**EXERCISE AIM**
Reproduce the material below with "pollinator survey" substituted for every occurrence of "signal-timing study" and everything else left unchanged. Omit the pictures from your answer.

**GIVEN DATA**
^^^^
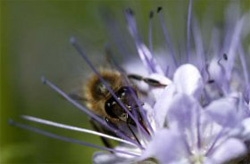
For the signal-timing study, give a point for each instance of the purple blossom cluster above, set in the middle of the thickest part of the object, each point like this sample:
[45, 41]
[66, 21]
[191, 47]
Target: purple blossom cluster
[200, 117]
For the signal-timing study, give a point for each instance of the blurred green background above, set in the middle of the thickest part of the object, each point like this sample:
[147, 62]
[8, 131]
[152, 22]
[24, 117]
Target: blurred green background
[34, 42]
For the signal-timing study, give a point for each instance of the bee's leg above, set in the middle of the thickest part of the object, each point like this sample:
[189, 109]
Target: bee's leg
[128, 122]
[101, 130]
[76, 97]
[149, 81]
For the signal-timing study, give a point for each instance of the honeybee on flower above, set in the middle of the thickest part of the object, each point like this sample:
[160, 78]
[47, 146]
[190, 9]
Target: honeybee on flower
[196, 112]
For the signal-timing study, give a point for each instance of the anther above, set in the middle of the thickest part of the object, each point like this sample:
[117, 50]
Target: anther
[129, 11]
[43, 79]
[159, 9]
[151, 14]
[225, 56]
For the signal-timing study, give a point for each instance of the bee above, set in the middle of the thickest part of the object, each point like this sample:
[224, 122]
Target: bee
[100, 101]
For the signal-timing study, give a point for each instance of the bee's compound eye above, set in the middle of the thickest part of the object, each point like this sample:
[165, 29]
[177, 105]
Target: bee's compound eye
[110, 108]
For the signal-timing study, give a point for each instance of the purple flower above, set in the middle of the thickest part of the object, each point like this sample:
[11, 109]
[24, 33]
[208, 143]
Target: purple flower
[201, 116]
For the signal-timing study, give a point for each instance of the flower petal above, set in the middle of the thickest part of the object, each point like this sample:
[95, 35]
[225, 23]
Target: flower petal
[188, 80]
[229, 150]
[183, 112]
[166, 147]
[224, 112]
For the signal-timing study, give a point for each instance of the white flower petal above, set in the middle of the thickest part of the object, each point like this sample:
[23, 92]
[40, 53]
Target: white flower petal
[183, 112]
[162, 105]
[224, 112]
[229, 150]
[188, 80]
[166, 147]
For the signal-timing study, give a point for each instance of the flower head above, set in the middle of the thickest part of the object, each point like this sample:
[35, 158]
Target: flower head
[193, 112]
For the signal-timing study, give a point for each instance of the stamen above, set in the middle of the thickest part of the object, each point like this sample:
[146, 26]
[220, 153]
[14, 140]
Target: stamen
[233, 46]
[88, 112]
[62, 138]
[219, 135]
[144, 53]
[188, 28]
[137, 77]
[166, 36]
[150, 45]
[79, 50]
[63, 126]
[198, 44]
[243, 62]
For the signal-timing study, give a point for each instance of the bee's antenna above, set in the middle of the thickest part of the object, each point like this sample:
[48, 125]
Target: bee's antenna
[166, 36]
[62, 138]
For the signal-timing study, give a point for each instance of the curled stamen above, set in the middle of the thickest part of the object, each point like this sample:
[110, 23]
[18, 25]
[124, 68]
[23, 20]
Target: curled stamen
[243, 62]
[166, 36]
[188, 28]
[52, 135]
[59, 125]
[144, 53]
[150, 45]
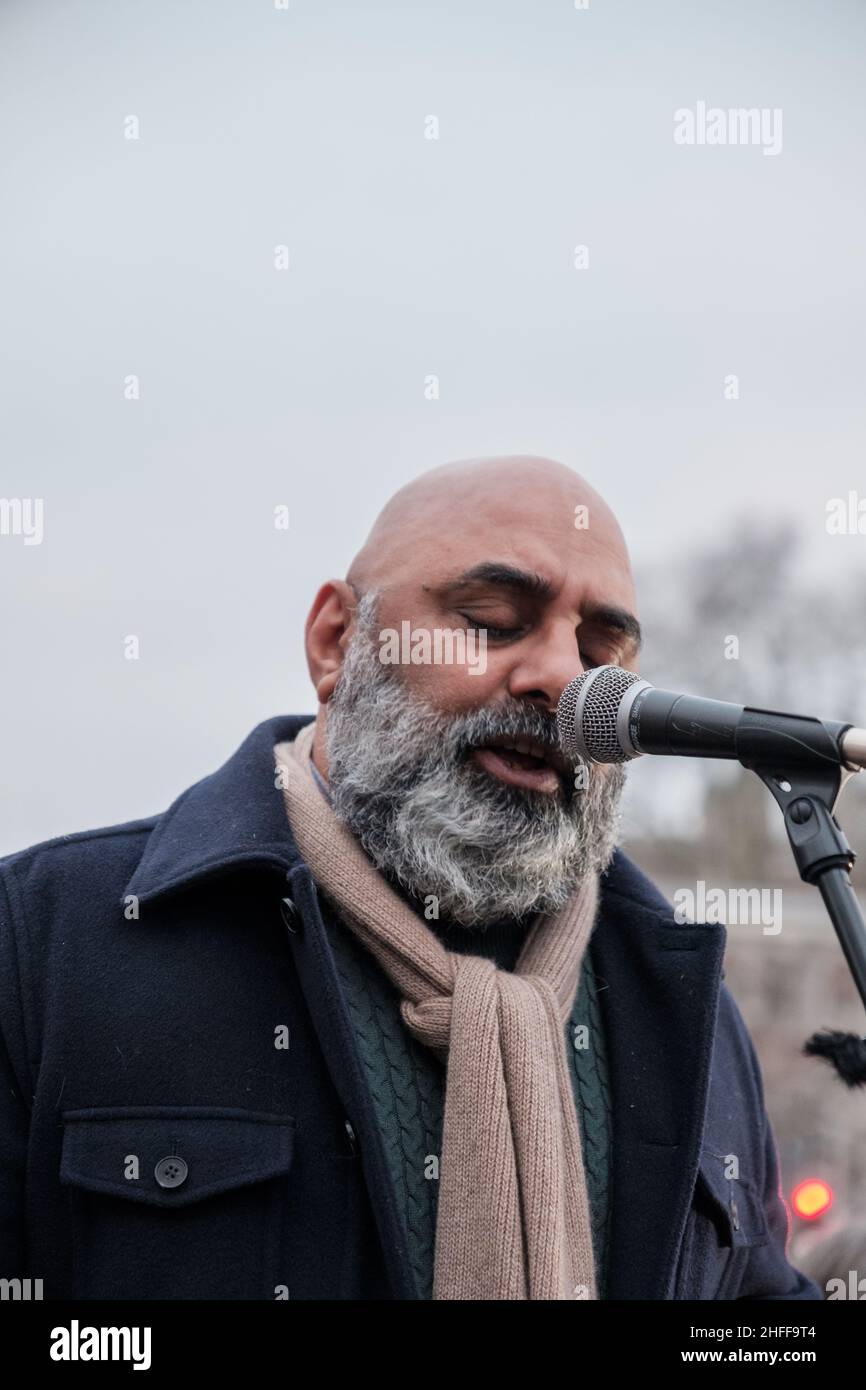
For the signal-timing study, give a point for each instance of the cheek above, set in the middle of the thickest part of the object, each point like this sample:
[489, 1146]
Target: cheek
^^^^
**TASK RESPONSE**
For the pollinator survey, give a point for each instance of the purple blossom cluster above, set in the middle of the thickest part of the object, each point like this sample:
[45, 41]
[66, 21]
[191, 47]
Target: purple blossom cluster
[200, 117]
For the pollinator survey, give a point for each instance of the blurred green background above, set in the middle of the thickest part of the object, each point like this sample:
[147, 62]
[8, 131]
[152, 22]
[24, 117]
Target: blurred green background
[34, 42]
For the pollinator survey, give a point for each instance of the bee's leg above, set in the middle of the thickest part of the object, each point like this sample:
[189, 109]
Target: bee's leg
[128, 122]
[101, 130]
[76, 97]
[149, 81]
For the pollinator survey, give a point for each instance of the honeybee on flower above, set in the middle of the thickest part of the object, each point like this sample:
[160, 78]
[47, 146]
[190, 9]
Target: honeybee on flower
[196, 112]
For the pollinator survey, give a point for each instance of the anther above, set in the middle of the thickest part of the object, each point like this sample:
[117, 50]
Target: anther
[129, 11]
[43, 79]
[159, 9]
[151, 14]
[225, 56]
For the pollinator survey, give a point for each instance of the bee above, set in the middle of the thickest part of the object, each point like this sample:
[224, 122]
Target: bee
[100, 101]
For the pollinator survey, give a point for each instance of the bee's compound eye above, set in the middle of the thickest part of the object, each point like this sample:
[165, 29]
[177, 105]
Target: bee's compound eye
[110, 108]
For the pollinator survey, give a point for each instance of the purple flower above, set in the middle of the thickest part of the object, each point like this sample:
[11, 109]
[24, 33]
[208, 143]
Target: purple flower
[201, 116]
For the pollinator survey, give a point for each instance of the flower petal above, set in the middle of the thickest part of the object, each point like this sample:
[95, 35]
[225, 23]
Target: flower petal
[188, 80]
[229, 150]
[183, 112]
[166, 147]
[224, 112]
For the pollinator survey, give a point for each instance of the white flower petal above, set in the middle of the thickest part of the object, each point like this sample:
[23, 92]
[40, 53]
Target: white flower petal
[183, 112]
[162, 105]
[224, 112]
[229, 150]
[188, 80]
[166, 147]
For the pollinator survey, give a point for each instance of the flower head above, set in the middle of the thickest part of the object, each point like this sample:
[35, 158]
Target: flower head
[193, 112]
For the pollinator survey, give a point for each instance of the stamen above, set in the middle of the thickest part of the object, each point like this sample:
[146, 26]
[220, 153]
[14, 140]
Target: stamen
[233, 46]
[88, 112]
[62, 138]
[219, 135]
[144, 53]
[188, 28]
[137, 77]
[166, 36]
[150, 45]
[79, 50]
[63, 126]
[198, 44]
[243, 62]
For the pollinator survey, give a point for each instance of the bee's antenna above, set in the middle of the thickest part of the object, each point like this sample:
[48, 125]
Target: bee's antenna
[166, 36]
[62, 138]
For the pollinator survey, give a point for each instance of the curled stamen above, set in the middle of the thickest part of the object, each point like this sample:
[110, 23]
[18, 25]
[124, 68]
[23, 20]
Target: curled stamen
[243, 62]
[166, 36]
[188, 28]
[52, 135]
[59, 125]
[144, 53]
[150, 45]
For the pollinator survey, give a point for each instance of the cheek above, set in the middle of the thickest part of the object, each point like this sample:
[489, 1146]
Target: cheek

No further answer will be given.